Exercise objective
Rewrite the data from the line containing "Category: tram destination sign" through the end of the data, both included, replacing "wooden fence" with "timber fence" and leaving everything else unchanged.

Records of labeled points
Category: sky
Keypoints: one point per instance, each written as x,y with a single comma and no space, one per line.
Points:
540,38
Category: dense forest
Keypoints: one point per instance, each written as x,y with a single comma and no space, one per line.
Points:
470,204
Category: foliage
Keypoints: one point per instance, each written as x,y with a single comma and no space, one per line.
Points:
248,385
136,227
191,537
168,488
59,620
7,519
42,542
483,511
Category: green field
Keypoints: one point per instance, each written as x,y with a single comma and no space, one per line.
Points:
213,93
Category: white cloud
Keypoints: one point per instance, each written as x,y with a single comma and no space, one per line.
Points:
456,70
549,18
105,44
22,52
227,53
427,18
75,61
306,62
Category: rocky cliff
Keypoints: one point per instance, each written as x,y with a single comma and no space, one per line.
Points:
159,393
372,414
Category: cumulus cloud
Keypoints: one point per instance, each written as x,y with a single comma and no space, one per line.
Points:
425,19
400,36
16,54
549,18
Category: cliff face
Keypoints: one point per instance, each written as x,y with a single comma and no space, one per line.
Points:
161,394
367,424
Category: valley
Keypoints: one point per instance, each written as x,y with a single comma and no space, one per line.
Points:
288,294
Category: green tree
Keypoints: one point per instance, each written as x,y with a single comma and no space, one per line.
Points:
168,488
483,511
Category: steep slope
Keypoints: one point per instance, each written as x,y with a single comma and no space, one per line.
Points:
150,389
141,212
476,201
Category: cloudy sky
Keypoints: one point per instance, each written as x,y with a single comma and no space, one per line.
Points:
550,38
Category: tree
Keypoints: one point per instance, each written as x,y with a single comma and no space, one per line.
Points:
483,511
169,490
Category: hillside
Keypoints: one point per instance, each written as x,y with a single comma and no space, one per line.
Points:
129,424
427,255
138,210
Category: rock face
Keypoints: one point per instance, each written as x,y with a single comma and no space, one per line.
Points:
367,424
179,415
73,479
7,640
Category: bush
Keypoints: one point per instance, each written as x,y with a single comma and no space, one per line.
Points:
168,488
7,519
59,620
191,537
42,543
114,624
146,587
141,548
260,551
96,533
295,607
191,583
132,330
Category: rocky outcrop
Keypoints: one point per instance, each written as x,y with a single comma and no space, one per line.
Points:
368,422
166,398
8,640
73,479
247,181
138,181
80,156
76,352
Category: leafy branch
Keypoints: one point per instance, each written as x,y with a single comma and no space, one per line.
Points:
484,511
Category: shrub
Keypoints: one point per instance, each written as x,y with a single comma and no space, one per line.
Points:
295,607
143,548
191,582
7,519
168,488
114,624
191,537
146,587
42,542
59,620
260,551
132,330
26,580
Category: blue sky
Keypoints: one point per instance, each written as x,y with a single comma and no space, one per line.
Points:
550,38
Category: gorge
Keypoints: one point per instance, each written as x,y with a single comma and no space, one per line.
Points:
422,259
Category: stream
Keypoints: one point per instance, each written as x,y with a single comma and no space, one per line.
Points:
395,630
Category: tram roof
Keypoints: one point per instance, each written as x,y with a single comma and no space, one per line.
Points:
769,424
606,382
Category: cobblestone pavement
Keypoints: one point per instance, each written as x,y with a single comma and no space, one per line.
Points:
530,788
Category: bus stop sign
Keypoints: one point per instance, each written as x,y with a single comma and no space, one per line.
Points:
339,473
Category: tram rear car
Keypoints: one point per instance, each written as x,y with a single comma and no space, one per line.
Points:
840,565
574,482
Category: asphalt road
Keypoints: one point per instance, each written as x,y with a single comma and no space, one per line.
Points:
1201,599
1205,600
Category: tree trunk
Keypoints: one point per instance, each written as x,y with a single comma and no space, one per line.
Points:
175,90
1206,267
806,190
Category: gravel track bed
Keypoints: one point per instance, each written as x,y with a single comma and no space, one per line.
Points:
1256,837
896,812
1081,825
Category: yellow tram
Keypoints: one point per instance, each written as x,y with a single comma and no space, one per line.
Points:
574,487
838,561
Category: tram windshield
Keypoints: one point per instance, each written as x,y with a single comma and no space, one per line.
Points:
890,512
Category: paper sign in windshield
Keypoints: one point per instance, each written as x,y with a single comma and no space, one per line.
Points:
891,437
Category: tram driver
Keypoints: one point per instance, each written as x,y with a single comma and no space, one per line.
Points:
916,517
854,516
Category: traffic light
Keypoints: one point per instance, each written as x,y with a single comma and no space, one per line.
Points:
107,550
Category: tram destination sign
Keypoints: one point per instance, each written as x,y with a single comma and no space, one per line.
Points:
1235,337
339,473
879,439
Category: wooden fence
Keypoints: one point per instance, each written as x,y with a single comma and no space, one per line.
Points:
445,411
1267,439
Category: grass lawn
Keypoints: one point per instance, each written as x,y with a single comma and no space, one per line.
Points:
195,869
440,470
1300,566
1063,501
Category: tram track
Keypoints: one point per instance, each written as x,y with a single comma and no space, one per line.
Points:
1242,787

Exercise response
Category: tram destination sign
Keypoints: one point per instance, each written as x,y with a single comma and no space, one per line.
Points:
1235,337
339,473
879,439
Category: timber fence
Keypoints: one point per instance, each written as x,y with a single comma and no space, one per line.
Points:
445,411
1267,439
Category: grass lawn
Keypoints: one point per instance, each written as x,y with a single comma and no space, one per line.
Points:
195,869
440,470
1300,566
1063,501
Category: tram track
Keypoints: one point per instance, each written as x,y with a single comma and no space, one per line.
Points:
1242,787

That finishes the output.